-- Opening Marker --

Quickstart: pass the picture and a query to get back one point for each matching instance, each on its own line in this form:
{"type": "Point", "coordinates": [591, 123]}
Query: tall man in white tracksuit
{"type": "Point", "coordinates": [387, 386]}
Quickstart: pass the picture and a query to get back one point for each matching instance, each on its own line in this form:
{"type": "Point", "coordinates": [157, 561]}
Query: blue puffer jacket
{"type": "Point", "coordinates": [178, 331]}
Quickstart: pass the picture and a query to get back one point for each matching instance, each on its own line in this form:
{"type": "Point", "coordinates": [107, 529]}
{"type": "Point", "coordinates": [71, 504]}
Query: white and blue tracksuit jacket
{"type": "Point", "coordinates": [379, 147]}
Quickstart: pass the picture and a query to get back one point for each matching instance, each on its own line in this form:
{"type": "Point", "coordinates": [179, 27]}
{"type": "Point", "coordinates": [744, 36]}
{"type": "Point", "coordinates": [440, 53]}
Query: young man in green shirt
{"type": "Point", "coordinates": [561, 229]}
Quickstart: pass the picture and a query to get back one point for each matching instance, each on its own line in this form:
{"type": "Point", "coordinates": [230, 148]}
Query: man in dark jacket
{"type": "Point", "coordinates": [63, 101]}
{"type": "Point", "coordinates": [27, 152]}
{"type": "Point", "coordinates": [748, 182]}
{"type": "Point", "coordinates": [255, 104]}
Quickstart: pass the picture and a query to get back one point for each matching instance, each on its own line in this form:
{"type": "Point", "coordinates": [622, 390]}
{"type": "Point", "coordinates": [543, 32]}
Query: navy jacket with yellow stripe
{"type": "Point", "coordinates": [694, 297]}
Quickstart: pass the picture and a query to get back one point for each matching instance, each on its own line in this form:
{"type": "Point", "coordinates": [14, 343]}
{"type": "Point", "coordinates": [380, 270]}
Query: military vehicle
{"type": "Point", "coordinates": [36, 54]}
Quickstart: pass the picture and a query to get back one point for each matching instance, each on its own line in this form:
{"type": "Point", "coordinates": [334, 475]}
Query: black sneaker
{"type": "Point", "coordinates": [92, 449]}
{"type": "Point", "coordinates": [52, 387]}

-- Closing Marker --

What the task asks ->
Every entry must be output again, exactly as written above.

Answer for this exercise ->
Quickstart: pass the picture and a query to get back one point for each matching instance, each on its own line in this form:
{"type": "Point", "coordinates": [591, 123]}
Query: tall man in white tracksuit
{"type": "Point", "coordinates": [387, 386]}
Quickstart: pass the picture and a query to get back one point for each matching instance, each on its own line in this form:
{"type": "Point", "coordinates": [157, 561]}
Query: blue puffer jacket
{"type": "Point", "coordinates": [178, 331]}
Quickstart: pass the picture and a query to get back one point for each matching instance, each on its own line in this form:
{"type": "Point", "coordinates": [107, 529]}
{"type": "Point", "coordinates": [71, 504]}
Query: white and blue tracksuit jacket
{"type": "Point", "coordinates": [379, 147]}
Quickstart: pass the picture and a query to get back one point for each matching instance, each on its own line in this form:
{"type": "Point", "coordinates": [179, 27]}
{"type": "Point", "coordinates": [744, 36]}
{"type": "Point", "coordinates": [440, 53]}
Query: young man in green shirt
{"type": "Point", "coordinates": [561, 229]}
Quickstart: pass the picture and a query to get back one point for each matching instance, each on its own line in this form:
{"type": "Point", "coordinates": [230, 148]}
Query: man in dark jacket
{"type": "Point", "coordinates": [63, 101]}
{"type": "Point", "coordinates": [27, 152]}
{"type": "Point", "coordinates": [748, 182]}
{"type": "Point", "coordinates": [255, 104]}
Quickstart: pass the picture and a query to get back one point for each matching instance, each on its own line in this form:
{"type": "Point", "coordinates": [622, 390]}
{"type": "Point", "coordinates": [543, 32]}
Query: navy jacket with yellow stripe
{"type": "Point", "coordinates": [694, 297]}
Quickstart: pass the picture and a query to get back one point for each matching instance, each on its own line in this form:
{"type": "Point", "coordinates": [14, 343]}
{"type": "Point", "coordinates": [380, 270]}
Query: military vehicle
{"type": "Point", "coordinates": [36, 54]}
Quickstart: pass the picture and a query to get back one point for each matching instance, each on its own line in this form:
{"type": "Point", "coordinates": [334, 475]}
Query: black sneaker
{"type": "Point", "coordinates": [92, 449]}
{"type": "Point", "coordinates": [52, 387]}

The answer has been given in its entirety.